>> start Excerpt provided

Skip to content

he0x/AD-control-paths

 
 

Folders and files

NameName
Last commit message
Last commit date

Latest commit

 

History

4 Commits
 
 
 
 
 
 
 
 
 
 
 
 
 
 
 
 

Repository files navigation

Active Directory Control Paths

An example of control paths graph

Control paths in Active Directory are an aggregation of "control relations" between entities of the domain (users, computers, groups, GPO, containers, etc.) which can be visualized as graphs (such as above) and whose purpose is to answer questions like "Who can get 'Domain Admins' privileges ?" or "What resources a user can control ?".

The topic has been presented during a talk at the French conference SSTIC-2014. Our slides and paper can be found here: https://www.sstic.org/2014/presentation/chemins_de_controle_active_directory/.

This repository contains tools that can be used to generate such graphs.

>> end Excerpt provided
>> start Recorded information

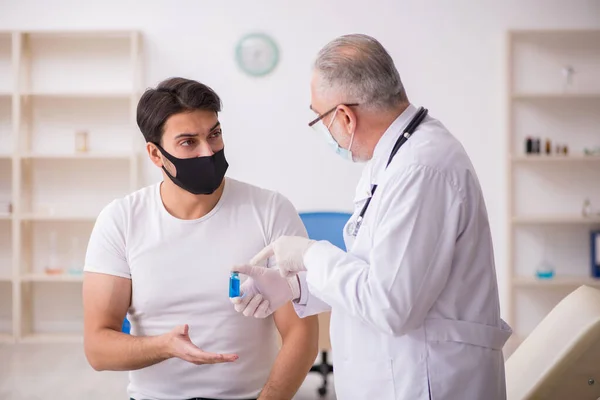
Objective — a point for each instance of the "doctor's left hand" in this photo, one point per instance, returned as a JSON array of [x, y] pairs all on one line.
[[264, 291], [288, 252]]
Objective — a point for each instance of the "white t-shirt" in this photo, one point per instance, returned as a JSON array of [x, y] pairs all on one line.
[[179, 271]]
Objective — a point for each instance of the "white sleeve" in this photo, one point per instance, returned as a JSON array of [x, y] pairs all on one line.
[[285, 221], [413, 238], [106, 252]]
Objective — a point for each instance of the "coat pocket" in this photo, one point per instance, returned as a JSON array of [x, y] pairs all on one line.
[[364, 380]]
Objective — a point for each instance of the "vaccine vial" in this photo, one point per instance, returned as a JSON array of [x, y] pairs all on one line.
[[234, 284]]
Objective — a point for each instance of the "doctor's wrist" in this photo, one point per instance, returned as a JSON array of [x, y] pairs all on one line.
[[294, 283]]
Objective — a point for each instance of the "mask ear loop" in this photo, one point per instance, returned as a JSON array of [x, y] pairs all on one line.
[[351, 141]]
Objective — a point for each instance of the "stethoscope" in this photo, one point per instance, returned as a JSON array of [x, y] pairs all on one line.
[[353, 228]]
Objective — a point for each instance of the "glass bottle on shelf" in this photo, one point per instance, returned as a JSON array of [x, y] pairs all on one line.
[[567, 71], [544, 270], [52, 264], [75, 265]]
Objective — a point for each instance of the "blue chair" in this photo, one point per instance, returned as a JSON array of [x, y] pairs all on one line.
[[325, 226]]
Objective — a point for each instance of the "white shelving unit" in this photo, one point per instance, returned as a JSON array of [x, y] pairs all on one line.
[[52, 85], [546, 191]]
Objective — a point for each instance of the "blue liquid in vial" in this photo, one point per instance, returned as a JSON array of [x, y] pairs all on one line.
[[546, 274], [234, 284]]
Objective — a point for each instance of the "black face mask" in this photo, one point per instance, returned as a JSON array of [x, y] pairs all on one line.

>> end Recorded information

▶ _Written request_: Carry on the page about Active Directory control paths, starting right after its final sentence.

▶ _Expected output_:
  1. Install / Prerequisites
  2. Usage context
  3. Dump data into TSV files
  4. Import TSV files in graph database
  5. Query graph database
  6. Visualize graphs
  7. Known issues
  8. Authors

1. INSTALL / PREREQUISITES

Note:

  • Dump tools run on Windows (tested on Windows 7 and later).
  • Import, Query and Visualize tools should run on anything supporting Neo4j, Java and Ruby, but have mostly been tested on Linux.

Installation steps (tested on Ubuntu 14.04):

  1. Install Java:

     $ sudo apt-get install openjdk-7-jdk
    
  2. Install Neo4j: download and extract neo4j community edition, then create an environment variable with its path. Do not start the Neo4j server before importing your data.

     $ tar xzvf neo4j-community-2.2.0-unix.tar.gz
     $ cd neo4j-community-2.2.0
    
     # the following env variables will be used later
     $ export NEO4J=$PWD # path to neo4j
     $ export CLASSPATH=$NEO4J/lib/*:.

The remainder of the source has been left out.